[BEGIN]

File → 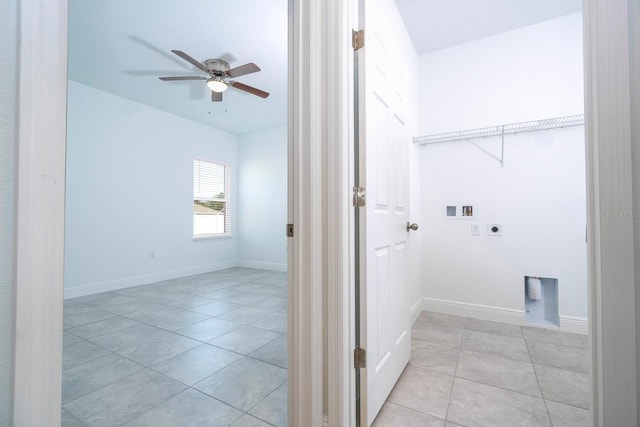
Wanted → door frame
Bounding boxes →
[13,0,640,426]
[12,0,326,427]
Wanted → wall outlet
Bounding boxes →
[471,222,480,236]
[487,224,502,236]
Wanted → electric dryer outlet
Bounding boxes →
[487,224,502,236]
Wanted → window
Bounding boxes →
[193,158,231,237]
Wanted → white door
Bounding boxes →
[356,1,411,426]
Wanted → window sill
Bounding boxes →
[193,234,232,241]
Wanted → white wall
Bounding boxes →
[65,81,238,297]
[237,126,287,271]
[629,0,640,419]
[419,13,584,135]
[419,14,587,332]
[0,0,18,426]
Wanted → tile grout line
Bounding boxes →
[520,326,553,427]
[444,317,469,423]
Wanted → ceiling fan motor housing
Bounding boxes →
[204,59,231,74]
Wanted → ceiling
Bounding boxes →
[69,0,581,134]
[69,0,288,134]
[395,0,582,55]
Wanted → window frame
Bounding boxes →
[191,156,233,240]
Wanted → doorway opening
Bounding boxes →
[356,0,591,426]
[62,0,289,426]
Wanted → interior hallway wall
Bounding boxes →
[0,0,18,426]
[420,14,588,332]
[237,126,288,271]
[65,81,238,297]
[629,0,640,420]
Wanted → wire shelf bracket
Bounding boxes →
[413,114,584,166]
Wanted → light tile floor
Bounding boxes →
[62,268,287,427]
[62,268,589,427]
[374,312,590,427]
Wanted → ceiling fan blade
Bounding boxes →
[231,82,269,98]
[227,62,260,77]
[158,76,207,82]
[171,50,209,73]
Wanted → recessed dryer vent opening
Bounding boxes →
[524,276,560,327]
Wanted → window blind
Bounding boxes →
[193,158,231,236]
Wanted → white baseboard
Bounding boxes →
[237,261,287,271]
[560,316,589,335]
[64,261,239,299]
[409,298,423,325]
[422,297,589,335]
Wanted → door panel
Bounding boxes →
[356,1,411,426]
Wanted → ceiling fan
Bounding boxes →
[158,50,269,102]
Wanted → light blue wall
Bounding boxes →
[0,0,18,426]
[238,126,287,269]
[65,81,238,297]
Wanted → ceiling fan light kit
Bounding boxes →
[158,50,269,102]
[207,77,229,93]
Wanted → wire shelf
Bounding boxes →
[413,114,584,145]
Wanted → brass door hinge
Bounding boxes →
[353,347,367,369]
[353,187,366,208]
[351,30,364,51]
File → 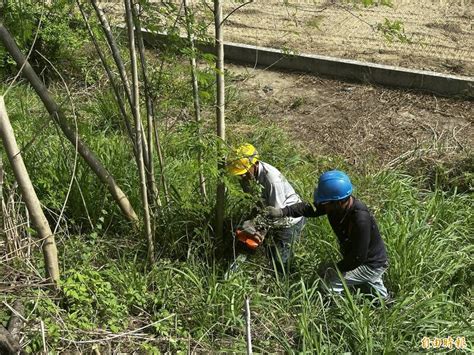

[END]

:: Your objective ::
Rescale every line from the one with "Wanted → ceiling fan light kit" through the end of the records, including the requests, by multiplying each bounding box coordinate in the answers by 0.25 and rounding to whole numbers, with halves rounded up. Leave the pictures out of your answer.

:: Full response ::
Wanted → ceiling fan light kit
Bounding boxes →
[40,13,67,26]
[52,19,57,23]
Wanted → wire shelf
Bounding boxes →
[103,29,146,36]
Wanted → brass door hinge
Bounding boxes →
[88,87,92,92]
[88,47,92,52]
[88,8,91,13]
File → 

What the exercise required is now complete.